### Aim of the exercise
Copy everything from the line containing "wall in the given photograph." down to the line containing "828;523;869;560", both lines included, reproducing each line without any change.

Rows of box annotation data
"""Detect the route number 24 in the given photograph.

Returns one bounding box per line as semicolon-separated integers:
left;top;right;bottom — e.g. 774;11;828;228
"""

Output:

* * *

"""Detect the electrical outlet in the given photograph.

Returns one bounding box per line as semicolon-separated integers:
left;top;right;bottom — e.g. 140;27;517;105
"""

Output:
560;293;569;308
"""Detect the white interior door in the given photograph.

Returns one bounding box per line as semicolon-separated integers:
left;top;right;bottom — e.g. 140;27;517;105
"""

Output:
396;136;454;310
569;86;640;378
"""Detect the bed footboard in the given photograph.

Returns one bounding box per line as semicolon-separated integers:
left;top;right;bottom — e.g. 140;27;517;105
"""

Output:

* * *

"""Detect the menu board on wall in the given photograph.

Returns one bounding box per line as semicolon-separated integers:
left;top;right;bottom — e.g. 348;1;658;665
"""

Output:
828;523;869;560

### Output below
"""Detect the menu board on wall in the given photograph.

Returns one bounding box per line as semicolon-separated integers:
left;top;right;bottom — e.g. 348;1;658;665
"""

Output:
828;523;869;560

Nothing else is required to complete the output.